#### Location identification entries
:::::

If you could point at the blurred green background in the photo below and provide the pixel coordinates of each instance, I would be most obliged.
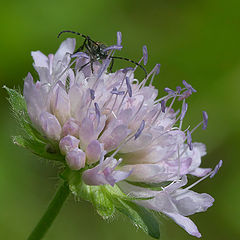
(193, 40)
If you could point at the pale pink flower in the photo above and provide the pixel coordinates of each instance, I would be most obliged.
(98, 118)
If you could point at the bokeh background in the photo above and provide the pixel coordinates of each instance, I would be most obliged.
(193, 40)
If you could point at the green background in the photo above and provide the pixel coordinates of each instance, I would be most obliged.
(193, 40)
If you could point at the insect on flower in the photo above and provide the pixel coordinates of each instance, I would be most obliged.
(99, 51)
(118, 145)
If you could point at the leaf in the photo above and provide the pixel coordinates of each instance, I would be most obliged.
(97, 195)
(19, 109)
(31, 138)
(100, 200)
(140, 216)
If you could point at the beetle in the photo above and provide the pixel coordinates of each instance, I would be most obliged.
(99, 51)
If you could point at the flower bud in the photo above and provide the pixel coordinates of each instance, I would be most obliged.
(70, 127)
(93, 151)
(68, 143)
(76, 159)
(50, 126)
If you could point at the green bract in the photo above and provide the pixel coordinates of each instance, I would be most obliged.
(105, 198)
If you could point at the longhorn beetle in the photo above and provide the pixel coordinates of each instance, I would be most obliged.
(97, 51)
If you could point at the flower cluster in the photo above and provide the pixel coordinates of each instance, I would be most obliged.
(113, 130)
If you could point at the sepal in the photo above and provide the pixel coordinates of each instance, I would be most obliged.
(106, 199)
(30, 139)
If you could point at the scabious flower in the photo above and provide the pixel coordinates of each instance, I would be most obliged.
(114, 133)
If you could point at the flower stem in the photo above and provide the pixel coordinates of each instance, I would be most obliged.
(52, 211)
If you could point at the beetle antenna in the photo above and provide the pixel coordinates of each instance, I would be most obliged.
(77, 33)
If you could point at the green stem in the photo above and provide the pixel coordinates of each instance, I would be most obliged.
(52, 211)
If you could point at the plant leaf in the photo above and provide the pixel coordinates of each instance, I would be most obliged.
(39, 148)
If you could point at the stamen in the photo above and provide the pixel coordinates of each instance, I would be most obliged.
(115, 91)
(140, 129)
(97, 110)
(184, 110)
(113, 47)
(145, 55)
(119, 38)
(92, 94)
(179, 162)
(129, 88)
(169, 91)
(156, 72)
(216, 169)
(188, 86)
(211, 174)
(163, 106)
(205, 120)
(189, 140)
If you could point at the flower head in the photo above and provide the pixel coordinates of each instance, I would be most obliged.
(112, 129)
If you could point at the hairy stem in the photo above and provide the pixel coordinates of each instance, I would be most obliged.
(52, 211)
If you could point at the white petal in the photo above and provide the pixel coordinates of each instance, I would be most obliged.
(40, 60)
(189, 202)
(60, 105)
(186, 223)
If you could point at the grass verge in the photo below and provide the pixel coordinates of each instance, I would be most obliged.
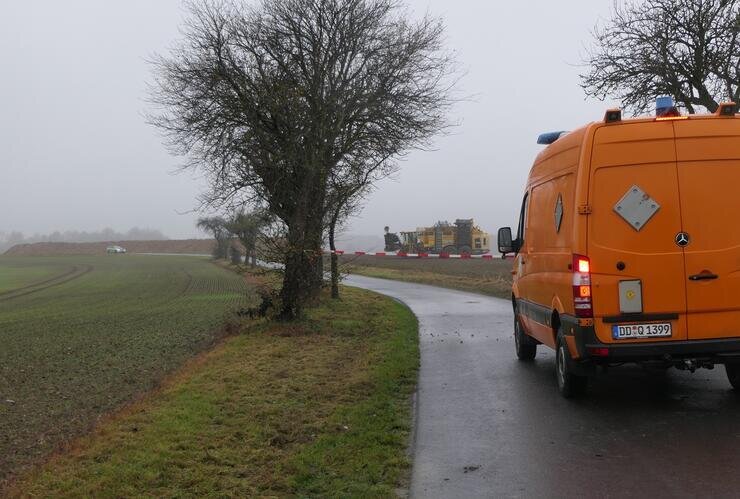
(317, 408)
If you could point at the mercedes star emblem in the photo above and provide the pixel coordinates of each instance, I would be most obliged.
(682, 239)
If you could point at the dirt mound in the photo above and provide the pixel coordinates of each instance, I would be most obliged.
(192, 246)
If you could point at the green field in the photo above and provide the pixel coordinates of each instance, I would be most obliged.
(319, 407)
(81, 336)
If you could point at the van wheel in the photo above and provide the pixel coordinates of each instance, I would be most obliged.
(526, 349)
(733, 375)
(570, 385)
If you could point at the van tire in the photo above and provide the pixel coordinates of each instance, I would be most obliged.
(526, 348)
(733, 375)
(570, 385)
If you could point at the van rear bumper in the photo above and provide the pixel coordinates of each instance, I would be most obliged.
(717, 351)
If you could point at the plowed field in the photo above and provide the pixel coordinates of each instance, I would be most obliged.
(81, 336)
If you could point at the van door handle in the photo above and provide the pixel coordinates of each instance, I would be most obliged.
(704, 276)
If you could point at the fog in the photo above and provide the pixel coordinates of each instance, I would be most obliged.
(76, 153)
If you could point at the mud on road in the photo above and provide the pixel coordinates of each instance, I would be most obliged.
(488, 425)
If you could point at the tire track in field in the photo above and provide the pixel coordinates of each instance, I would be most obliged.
(76, 272)
(71, 270)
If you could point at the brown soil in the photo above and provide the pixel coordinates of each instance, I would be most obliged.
(193, 246)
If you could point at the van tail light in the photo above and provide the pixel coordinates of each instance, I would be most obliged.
(582, 286)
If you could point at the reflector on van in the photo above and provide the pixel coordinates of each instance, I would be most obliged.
(727, 109)
(664, 107)
(612, 115)
(549, 138)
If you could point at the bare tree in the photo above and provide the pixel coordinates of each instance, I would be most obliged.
(269, 100)
(247, 227)
(349, 184)
(688, 49)
(217, 227)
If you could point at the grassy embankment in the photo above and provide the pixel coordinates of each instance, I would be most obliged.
(490, 277)
(318, 408)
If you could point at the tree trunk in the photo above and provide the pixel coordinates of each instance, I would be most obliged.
(334, 257)
(302, 276)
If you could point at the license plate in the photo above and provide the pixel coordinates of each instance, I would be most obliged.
(651, 330)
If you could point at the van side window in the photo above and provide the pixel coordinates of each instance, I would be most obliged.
(523, 220)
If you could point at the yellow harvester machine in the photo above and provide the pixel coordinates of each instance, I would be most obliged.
(462, 237)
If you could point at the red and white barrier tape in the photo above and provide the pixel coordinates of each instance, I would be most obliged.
(403, 254)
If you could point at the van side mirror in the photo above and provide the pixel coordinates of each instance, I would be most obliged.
(505, 241)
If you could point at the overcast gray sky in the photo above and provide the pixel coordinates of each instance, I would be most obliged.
(76, 153)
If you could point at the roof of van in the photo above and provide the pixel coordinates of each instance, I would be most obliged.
(568, 146)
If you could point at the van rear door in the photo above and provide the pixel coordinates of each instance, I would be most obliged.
(637, 159)
(708, 155)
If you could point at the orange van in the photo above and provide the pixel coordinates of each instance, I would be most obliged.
(628, 246)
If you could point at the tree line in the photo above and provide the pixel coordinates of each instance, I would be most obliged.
(299, 107)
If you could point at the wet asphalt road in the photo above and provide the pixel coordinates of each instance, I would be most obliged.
(491, 426)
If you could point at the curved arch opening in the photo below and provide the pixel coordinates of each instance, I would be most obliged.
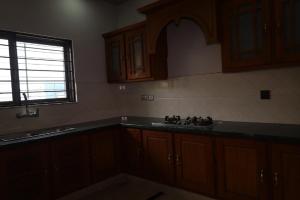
(188, 51)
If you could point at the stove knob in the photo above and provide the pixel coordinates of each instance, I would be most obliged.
(167, 118)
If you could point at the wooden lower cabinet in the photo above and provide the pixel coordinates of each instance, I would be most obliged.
(24, 172)
(132, 150)
(158, 156)
(241, 167)
(286, 172)
(104, 153)
(70, 163)
(194, 161)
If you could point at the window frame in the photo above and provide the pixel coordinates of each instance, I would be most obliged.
(13, 38)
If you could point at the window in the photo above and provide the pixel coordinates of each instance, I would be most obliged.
(40, 67)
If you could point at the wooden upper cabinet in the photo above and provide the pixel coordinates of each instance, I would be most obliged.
(127, 57)
(287, 30)
(158, 156)
(115, 59)
(138, 66)
(285, 171)
(241, 166)
(246, 29)
(104, 153)
(132, 151)
(194, 160)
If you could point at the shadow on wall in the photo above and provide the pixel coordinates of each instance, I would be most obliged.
(188, 53)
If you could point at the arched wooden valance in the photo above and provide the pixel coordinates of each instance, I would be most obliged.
(163, 12)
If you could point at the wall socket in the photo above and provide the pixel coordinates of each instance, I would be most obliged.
(147, 97)
(265, 94)
(122, 87)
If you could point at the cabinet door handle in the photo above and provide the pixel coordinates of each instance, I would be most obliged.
(275, 179)
(170, 157)
(266, 28)
(278, 26)
(178, 160)
(261, 175)
(139, 152)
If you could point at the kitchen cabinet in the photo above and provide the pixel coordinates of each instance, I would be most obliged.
(245, 34)
(132, 151)
(104, 153)
(158, 156)
(70, 164)
(285, 171)
(194, 161)
(24, 172)
(287, 30)
(127, 57)
(115, 58)
(258, 34)
(137, 56)
(241, 167)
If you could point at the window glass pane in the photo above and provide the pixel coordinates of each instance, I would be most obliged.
(41, 65)
(5, 74)
(4, 63)
(4, 51)
(5, 97)
(3, 42)
(41, 71)
(39, 52)
(45, 95)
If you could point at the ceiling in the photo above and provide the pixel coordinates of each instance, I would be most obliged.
(116, 1)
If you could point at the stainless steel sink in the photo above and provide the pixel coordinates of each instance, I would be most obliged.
(14, 137)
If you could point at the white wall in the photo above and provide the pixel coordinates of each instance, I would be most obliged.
(127, 13)
(82, 21)
(232, 97)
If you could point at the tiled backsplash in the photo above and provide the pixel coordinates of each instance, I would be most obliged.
(232, 97)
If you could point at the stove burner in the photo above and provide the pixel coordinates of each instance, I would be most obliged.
(189, 121)
(173, 120)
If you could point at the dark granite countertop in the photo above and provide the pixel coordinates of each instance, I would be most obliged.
(261, 131)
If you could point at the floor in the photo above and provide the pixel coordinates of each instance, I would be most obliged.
(132, 188)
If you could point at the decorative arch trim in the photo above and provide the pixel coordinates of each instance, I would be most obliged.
(164, 12)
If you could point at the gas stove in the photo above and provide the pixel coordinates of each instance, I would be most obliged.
(189, 121)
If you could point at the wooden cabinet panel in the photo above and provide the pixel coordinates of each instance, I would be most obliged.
(132, 151)
(25, 172)
(104, 150)
(246, 31)
(241, 169)
(194, 163)
(115, 59)
(158, 156)
(127, 55)
(138, 66)
(287, 30)
(285, 172)
(71, 164)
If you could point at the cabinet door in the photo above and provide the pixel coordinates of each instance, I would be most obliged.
(25, 172)
(285, 172)
(194, 163)
(138, 66)
(105, 159)
(158, 156)
(287, 32)
(241, 169)
(132, 151)
(115, 58)
(246, 34)
(70, 157)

:::::

#### Problem description
Every line from the one containing "If you could point at the wooden cabinet" through the last line must be copied exactly; leave out the rest.

#### Task response
If you could point at the wooden cabinet panel in the photo above and provide the pixel coordinates of each instance, I would be most obliged.
(132, 151)
(25, 172)
(104, 150)
(246, 31)
(241, 169)
(194, 163)
(115, 59)
(158, 156)
(127, 55)
(138, 66)
(287, 30)
(285, 172)
(71, 164)
If you could point at the cabinet door in the photo above and provide the pixel coordinates of each instance, I would be most obliged.
(25, 172)
(285, 172)
(194, 163)
(138, 66)
(105, 159)
(158, 156)
(287, 32)
(241, 169)
(132, 151)
(115, 58)
(246, 34)
(70, 157)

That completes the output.